ABOUT THIS TASK:
Produce an exact copy of the listing.

MATERIAL FOR THIS TASK:
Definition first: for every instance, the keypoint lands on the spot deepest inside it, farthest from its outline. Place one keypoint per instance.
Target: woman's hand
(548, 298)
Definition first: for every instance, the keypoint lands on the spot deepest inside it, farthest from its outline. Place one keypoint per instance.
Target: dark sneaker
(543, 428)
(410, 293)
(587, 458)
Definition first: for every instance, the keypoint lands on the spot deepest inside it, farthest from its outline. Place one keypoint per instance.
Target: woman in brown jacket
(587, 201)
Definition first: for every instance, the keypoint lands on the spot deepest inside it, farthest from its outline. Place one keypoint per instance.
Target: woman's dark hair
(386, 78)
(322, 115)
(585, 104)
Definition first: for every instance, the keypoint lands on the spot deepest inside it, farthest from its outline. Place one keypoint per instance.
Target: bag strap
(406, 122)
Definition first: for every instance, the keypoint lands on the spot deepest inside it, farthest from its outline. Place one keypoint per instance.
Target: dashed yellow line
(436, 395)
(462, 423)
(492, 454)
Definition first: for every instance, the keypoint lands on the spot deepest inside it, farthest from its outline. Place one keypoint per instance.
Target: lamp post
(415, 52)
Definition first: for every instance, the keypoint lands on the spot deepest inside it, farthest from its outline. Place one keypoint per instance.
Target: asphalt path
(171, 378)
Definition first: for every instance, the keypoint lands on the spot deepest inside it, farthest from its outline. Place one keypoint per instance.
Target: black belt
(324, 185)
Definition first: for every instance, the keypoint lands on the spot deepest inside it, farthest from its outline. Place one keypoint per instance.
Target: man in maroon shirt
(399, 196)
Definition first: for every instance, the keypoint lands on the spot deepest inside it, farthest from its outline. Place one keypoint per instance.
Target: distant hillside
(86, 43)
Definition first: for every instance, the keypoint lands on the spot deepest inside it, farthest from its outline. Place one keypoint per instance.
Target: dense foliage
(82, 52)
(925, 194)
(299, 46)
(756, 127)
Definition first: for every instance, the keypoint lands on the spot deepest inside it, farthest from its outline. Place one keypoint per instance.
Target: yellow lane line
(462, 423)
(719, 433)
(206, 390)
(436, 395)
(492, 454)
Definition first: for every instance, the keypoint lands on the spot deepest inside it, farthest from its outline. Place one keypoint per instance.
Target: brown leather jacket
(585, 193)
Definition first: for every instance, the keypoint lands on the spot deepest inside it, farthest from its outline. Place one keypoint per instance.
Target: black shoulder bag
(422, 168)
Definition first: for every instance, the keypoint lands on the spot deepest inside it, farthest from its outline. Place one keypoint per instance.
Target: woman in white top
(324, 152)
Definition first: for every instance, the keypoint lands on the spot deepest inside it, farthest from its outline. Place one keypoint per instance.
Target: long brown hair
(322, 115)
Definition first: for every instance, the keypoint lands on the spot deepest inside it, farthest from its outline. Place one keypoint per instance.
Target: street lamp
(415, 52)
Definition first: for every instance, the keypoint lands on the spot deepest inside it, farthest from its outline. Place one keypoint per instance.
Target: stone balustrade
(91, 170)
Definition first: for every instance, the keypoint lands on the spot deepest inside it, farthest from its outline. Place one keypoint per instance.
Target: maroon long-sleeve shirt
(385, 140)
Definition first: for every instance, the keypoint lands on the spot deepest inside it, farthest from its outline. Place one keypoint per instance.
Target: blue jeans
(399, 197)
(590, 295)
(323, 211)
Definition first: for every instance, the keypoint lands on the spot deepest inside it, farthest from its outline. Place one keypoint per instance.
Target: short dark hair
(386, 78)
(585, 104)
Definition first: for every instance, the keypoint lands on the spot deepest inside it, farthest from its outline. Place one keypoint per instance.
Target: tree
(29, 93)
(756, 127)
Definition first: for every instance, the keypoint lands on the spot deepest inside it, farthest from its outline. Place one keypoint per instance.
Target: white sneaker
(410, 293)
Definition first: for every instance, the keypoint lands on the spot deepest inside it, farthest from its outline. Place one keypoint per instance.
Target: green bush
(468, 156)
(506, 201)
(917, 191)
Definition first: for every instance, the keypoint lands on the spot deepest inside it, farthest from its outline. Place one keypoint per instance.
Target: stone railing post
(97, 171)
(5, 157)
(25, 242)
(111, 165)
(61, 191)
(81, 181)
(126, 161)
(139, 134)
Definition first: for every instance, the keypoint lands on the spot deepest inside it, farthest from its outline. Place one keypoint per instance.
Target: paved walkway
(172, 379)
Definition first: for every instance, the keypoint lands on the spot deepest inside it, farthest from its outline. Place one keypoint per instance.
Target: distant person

TASK RESPONSE:
Definition first: for every instance, the keypoint lands on the spot deepest inside it, farthest from its outline. Place one keypoint per instance.
Target: woman's hand
(548, 298)
Definition first: for every instance, the keypoint lands on the spot deepest inside it, farthest from its outline. Place one keypoint per instance.
Target: dark sneaker
(543, 428)
(410, 293)
(587, 458)
Definition first: for every instance, the keypoint lands on the spot deepest inside it, farthest from its outline. Place one keypoint per instance.
Target: woman in brown jacket
(587, 201)
Definition first: for every instance, the keypoint lands on the spot deepest inside it, farthest from its outline. Place one keypoint per instance.
Target: woman's dark hair
(386, 78)
(322, 115)
(585, 104)
Definition first: for every instance, the keypoint lands on the spot deepest inside it, farthest from its outline. Place one keypoint per instance.
Target: bag strap
(406, 122)
Definition first: for every instance, the keypoint lands on the spot deepest inside it, farthest from its outline. Place one keypoint per instance.
Target: dashed yellow line
(436, 395)
(462, 423)
(492, 454)
Definition first: for every instance, the keypoint lands on the spot deepest inside it, farthest from its outline. Place one keypoint per instance.
Target: lamp post
(415, 52)
Definition first: for every instance, the keypoint lands on the spot deepest inside it, farthest from its outline. Place one keypoint per instance.
Target: asphalt path
(171, 378)
Definition first: for every instance, the keypoint lands on the spot deepest inside it, farthest from its outline. Place one keypoint per instance.
Target: black belt
(324, 185)
Definition first: for every instance, the keypoint lands on the spot deepest inside it, farthest from its outline. Place one keypoint per instance.
Target: man in maroon shirt
(399, 196)
Definition first: for every instance, the keypoint lands on the spot deepest inside it, farthest from its outline. Place one keypoint per instance.
Target: distant hillside
(86, 43)
Definition first: for every instance, the keypoint lands on the spot deepest inside it, farthest from its outline. Place one keypoint per instance.
Target: dense foliage
(82, 52)
(925, 194)
(299, 46)
(756, 127)
Definition first: for every instance, the keypoint lands on the spot deepest inside it, farthest from its outline. Place one keypoint per instance.
Target: yellow lane line
(462, 423)
(719, 433)
(206, 390)
(436, 395)
(492, 454)
Definition first: for every instance, the keypoint lands on the spot deepest inside it, farthest from its outline. Place one keypoint per instance.
Target: brown leather jacket
(585, 193)
Definition first: for every instance, the keypoint lands on the spot deepest inside it, farthest from its outline. Place one keypoint per instance.
Target: black shoulder bag
(422, 168)
Definition first: for every instance, the keypoint lands on the spot deepest inside it, farthest from its outline. Place one keypoint per instance.
Target: woman in white top
(324, 152)
Definition first: for every instance, the keypoint lands on the spot deepest inside it, farthest from its outline. Place one keypoint per instance.
Target: long brown hair
(322, 115)
Definition first: for every instance, the keypoint lands on the spot deepest inside it, farthest from its outline. Place one keypoint per instance.
Target: street lamp
(415, 52)
Definition first: for every instance, the keypoint lands on the spot deepest inside it, farthest from its outline. Place one keypoint per instance.
Target: stone balustrade
(91, 170)
Definition first: for every instance, the keypoint lands on the spot deepest inside it, farthest from its outline. Place one keypoint per instance.
Target: maroon long-sleeve shirt
(385, 140)
Definition first: for every instance, the keypoint lands on the spot deepest inside it, farthest from its outline. Place one keypoint per instance.
Target: blue jeans
(399, 197)
(590, 295)
(323, 211)
Definition first: for every instance, the keypoint lands on the spot deepest inside it, farthest from its outline. Place one keypoint per instance.
Target: short dark hair
(386, 78)
(585, 104)
Definition first: for every instance, the keypoint lands on the spot deepest inside it, farthest from its outline. Place one keypoint per instance.
Target: tree
(29, 93)
(756, 127)
Definition first: for every instance, the keypoint lands on the spot deepest inside it, farthest from its outline. Place one keypoint per instance.
Target: white sneaker
(410, 293)
Definition first: for every instance, the keypoint lands on the spot deepest inside it, farthest from its outline. Place one keypoint per instance.
Target: green bush
(468, 156)
(506, 201)
(917, 191)
Definition first: for every instance, the keypoint lands on the spot deepest inside it, farthest from its outline. Place one keypoint per instance.
Target: stone railing post
(97, 171)
(5, 157)
(25, 242)
(111, 165)
(61, 191)
(81, 181)
(126, 161)
(139, 134)
Definition first: for every instance, the keypoint lands on the spot deepest inside it, farthest from its outline. Place one keypoint per instance.
Target: paved walkway
(172, 379)
Definition first: for every instance, the keypoint lands on the spot deepest inside it, farthest from its outline. Place one keypoint per instance.
Target: distant person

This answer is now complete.